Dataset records
------------------------------------------------

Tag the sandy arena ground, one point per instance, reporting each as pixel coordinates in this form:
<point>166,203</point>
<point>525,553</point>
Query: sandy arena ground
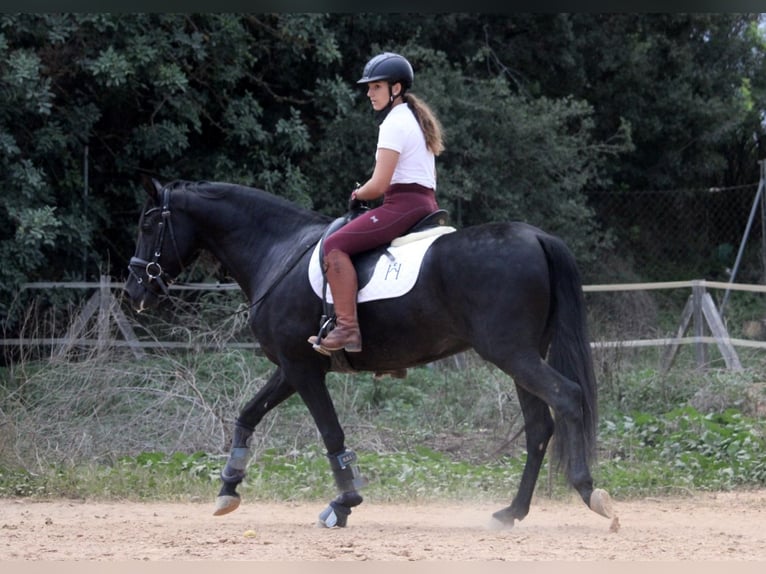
<point>703,527</point>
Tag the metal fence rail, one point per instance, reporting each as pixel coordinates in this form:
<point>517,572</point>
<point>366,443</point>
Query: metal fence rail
<point>700,315</point>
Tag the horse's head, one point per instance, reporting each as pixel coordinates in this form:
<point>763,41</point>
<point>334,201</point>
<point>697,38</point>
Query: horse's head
<point>162,247</point>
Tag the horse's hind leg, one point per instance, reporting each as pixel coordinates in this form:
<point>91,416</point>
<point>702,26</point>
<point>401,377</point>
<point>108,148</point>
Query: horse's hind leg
<point>538,428</point>
<point>269,396</point>
<point>564,397</point>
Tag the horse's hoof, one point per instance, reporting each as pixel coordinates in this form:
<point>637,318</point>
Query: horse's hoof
<point>503,519</point>
<point>334,515</point>
<point>225,504</point>
<point>316,345</point>
<point>601,503</point>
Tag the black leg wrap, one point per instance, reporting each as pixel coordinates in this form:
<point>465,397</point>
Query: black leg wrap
<point>348,480</point>
<point>234,471</point>
<point>345,471</point>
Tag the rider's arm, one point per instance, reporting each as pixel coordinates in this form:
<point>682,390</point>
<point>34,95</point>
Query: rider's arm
<point>376,186</point>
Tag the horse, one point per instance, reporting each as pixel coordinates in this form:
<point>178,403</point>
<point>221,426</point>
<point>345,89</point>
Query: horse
<point>509,291</point>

------------------------------------------------

• _Requirement_
Among the entries above, find the line with "Tag the horse's head, one" and the line with "<point>465,397</point>"; give again exactly these two lines and all lines between them.

• _Response area_
Tag the horse's head, one point per instance, reporting each as pixel coordinates in this form:
<point>763,41</point>
<point>334,201</point>
<point>697,38</point>
Query: horse's head
<point>162,247</point>
Tag the horse's hind leg, one point per instance, reporting each as pixel coordinates in this form:
<point>91,416</point>
<point>702,26</point>
<point>401,377</point>
<point>108,148</point>
Query: horse's hind leg
<point>538,428</point>
<point>269,396</point>
<point>564,397</point>
Tag the horse's hoof, one point per instance, reporting each as pixel coordinates in this form:
<point>637,318</point>
Query: horse's hoof
<point>503,519</point>
<point>334,515</point>
<point>225,504</point>
<point>316,345</point>
<point>601,503</point>
Tag the black leg wrap, one point per instance, reporting each as pixel coordinates in this form:
<point>465,397</point>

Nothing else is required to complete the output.